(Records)
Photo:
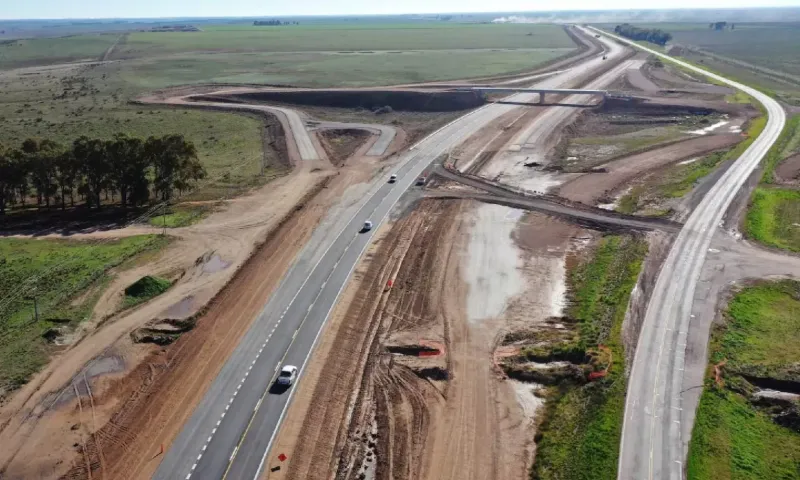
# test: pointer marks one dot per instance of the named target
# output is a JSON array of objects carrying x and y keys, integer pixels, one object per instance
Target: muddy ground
[{"x": 464, "y": 274}]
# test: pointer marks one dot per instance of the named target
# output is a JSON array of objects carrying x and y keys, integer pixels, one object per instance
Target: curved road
[
  {"x": 230, "y": 432},
  {"x": 652, "y": 445}
]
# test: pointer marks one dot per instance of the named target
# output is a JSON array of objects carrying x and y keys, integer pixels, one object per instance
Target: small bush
[{"x": 145, "y": 288}]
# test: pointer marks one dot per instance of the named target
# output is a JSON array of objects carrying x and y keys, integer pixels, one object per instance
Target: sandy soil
[
  {"x": 207, "y": 255},
  {"x": 593, "y": 187},
  {"x": 88, "y": 416},
  {"x": 365, "y": 410}
]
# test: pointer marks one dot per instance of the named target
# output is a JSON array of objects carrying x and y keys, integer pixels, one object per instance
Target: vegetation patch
[
  {"x": 774, "y": 214},
  {"x": 144, "y": 289},
  {"x": 735, "y": 436},
  {"x": 579, "y": 435},
  {"x": 677, "y": 181},
  {"x": 787, "y": 143},
  {"x": 774, "y": 218},
  {"x": 58, "y": 280}
]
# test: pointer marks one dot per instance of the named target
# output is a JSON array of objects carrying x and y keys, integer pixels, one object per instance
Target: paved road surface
[
  {"x": 652, "y": 444},
  {"x": 232, "y": 428}
]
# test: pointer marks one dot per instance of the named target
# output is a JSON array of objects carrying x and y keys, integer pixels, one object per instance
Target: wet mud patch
[{"x": 373, "y": 100}]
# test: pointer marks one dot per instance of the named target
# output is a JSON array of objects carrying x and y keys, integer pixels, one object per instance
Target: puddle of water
[
  {"x": 182, "y": 309},
  {"x": 709, "y": 128},
  {"x": 108, "y": 364},
  {"x": 215, "y": 264},
  {"x": 529, "y": 402}
]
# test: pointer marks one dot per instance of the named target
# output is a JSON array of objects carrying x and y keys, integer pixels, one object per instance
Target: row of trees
[
  {"x": 653, "y": 35},
  {"x": 136, "y": 169}
]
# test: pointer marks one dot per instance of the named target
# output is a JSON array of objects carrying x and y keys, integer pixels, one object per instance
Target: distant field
[
  {"x": 317, "y": 69},
  {"x": 43, "y": 51},
  {"x": 63, "y": 103},
  {"x": 344, "y": 38},
  {"x": 229, "y": 145}
]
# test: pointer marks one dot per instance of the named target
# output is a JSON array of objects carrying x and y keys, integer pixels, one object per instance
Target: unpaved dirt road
[
  {"x": 652, "y": 437},
  {"x": 591, "y": 187},
  {"x": 315, "y": 287}
]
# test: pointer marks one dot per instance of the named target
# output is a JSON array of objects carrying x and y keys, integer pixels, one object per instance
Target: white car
[{"x": 287, "y": 375}]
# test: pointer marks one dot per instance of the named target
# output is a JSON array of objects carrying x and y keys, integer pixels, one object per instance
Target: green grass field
[
  {"x": 774, "y": 213},
  {"x": 144, "y": 289},
  {"x": 44, "y": 51},
  {"x": 582, "y": 427},
  {"x": 773, "y": 218},
  {"x": 732, "y": 440},
  {"x": 344, "y": 38},
  {"x": 323, "y": 69},
  {"x": 66, "y": 278},
  {"x": 64, "y": 103},
  {"x": 96, "y": 104}
]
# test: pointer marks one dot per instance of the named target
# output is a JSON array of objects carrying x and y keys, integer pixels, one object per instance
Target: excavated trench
[{"x": 373, "y": 100}]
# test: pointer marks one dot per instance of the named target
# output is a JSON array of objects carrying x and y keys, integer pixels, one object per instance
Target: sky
[{"x": 19, "y": 9}]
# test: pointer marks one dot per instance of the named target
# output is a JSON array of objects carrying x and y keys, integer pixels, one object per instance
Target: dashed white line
[{"x": 236, "y": 449}]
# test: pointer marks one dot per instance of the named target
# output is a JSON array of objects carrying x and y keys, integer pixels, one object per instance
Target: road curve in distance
[
  {"x": 230, "y": 432},
  {"x": 652, "y": 445}
]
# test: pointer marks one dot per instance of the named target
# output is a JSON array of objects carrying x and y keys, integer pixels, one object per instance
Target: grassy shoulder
[
  {"x": 773, "y": 216},
  {"x": 66, "y": 278},
  {"x": 582, "y": 425},
  {"x": 735, "y": 437},
  {"x": 648, "y": 197},
  {"x": 144, "y": 289},
  {"x": 181, "y": 215}
]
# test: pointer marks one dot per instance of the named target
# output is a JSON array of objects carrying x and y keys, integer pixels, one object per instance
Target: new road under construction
[{"x": 416, "y": 301}]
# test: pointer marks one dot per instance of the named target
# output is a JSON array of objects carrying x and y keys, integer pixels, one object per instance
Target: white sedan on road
[{"x": 287, "y": 375}]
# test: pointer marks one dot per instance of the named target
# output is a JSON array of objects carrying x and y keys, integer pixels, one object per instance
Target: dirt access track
[
  {"x": 90, "y": 401},
  {"x": 404, "y": 384},
  {"x": 106, "y": 405}
]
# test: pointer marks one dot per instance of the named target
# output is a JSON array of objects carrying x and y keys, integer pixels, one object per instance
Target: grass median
[
  {"x": 582, "y": 425},
  {"x": 773, "y": 217}
]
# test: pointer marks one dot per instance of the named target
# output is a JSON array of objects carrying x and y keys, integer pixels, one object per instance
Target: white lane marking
[{"x": 414, "y": 161}]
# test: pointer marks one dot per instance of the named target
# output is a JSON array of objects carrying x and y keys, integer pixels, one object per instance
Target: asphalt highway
[
  {"x": 230, "y": 432},
  {"x": 652, "y": 444}
]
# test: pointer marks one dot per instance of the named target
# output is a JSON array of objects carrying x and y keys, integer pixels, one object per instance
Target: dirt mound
[
  {"x": 342, "y": 143},
  {"x": 642, "y": 106},
  {"x": 373, "y": 100}
]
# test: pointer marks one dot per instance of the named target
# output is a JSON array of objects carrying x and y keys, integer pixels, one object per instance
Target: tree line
[
  {"x": 652, "y": 35},
  {"x": 135, "y": 169}
]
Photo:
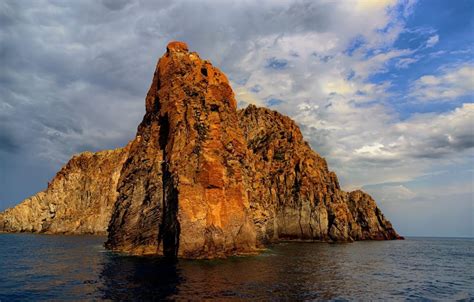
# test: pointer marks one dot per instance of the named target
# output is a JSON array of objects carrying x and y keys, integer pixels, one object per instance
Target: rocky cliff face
[
  {"x": 182, "y": 191},
  {"x": 201, "y": 179},
  {"x": 78, "y": 200}
]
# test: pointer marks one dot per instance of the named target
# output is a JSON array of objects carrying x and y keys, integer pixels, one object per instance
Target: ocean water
[{"x": 50, "y": 267}]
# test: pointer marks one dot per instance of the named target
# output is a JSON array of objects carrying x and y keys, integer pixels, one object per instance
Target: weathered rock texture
[
  {"x": 183, "y": 183},
  {"x": 294, "y": 195},
  {"x": 201, "y": 179},
  {"x": 78, "y": 200}
]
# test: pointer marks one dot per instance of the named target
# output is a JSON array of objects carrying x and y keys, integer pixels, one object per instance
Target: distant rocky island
[{"x": 201, "y": 179}]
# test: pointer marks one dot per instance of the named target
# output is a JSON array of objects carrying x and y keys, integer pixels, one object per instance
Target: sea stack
[{"x": 202, "y": 179}]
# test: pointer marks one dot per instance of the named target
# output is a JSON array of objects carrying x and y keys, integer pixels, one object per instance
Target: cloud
[
  {"x": 432, "y": 41},
  {"x": 449, "y": 84}
]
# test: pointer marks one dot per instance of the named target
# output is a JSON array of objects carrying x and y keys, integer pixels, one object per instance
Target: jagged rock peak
[
  {"x": 201, "y": 179},
  {"x": 183, "y": 187}
]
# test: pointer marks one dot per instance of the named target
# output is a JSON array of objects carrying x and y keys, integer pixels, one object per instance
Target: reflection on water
[{"x": 36, "y": 267}]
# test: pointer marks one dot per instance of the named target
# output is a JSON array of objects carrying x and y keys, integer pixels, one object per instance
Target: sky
[{"x": 382, "y": 89}]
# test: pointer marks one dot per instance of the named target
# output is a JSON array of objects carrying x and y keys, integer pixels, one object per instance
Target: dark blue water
[{"x": 45, "y": 267}]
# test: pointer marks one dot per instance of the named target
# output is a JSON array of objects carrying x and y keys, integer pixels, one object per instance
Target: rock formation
[
  {"x": 294, "y": 195},
  {"x": 183, "y": 183},
  {"x": 78, "y": 200},
  {"x": 201, "y": 179}
]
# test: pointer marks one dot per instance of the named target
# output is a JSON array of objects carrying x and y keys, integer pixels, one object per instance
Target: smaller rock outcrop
[{"x": 78, "y": 200}]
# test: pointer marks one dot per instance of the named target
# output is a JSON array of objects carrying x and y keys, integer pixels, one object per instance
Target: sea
[{"x": 55, "y": 267}]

_GIVEN TASK_
How many of the rows above contain the string "dirt", matching case exactly? Reply with only the number.

_RESULT OF THE TASK_
3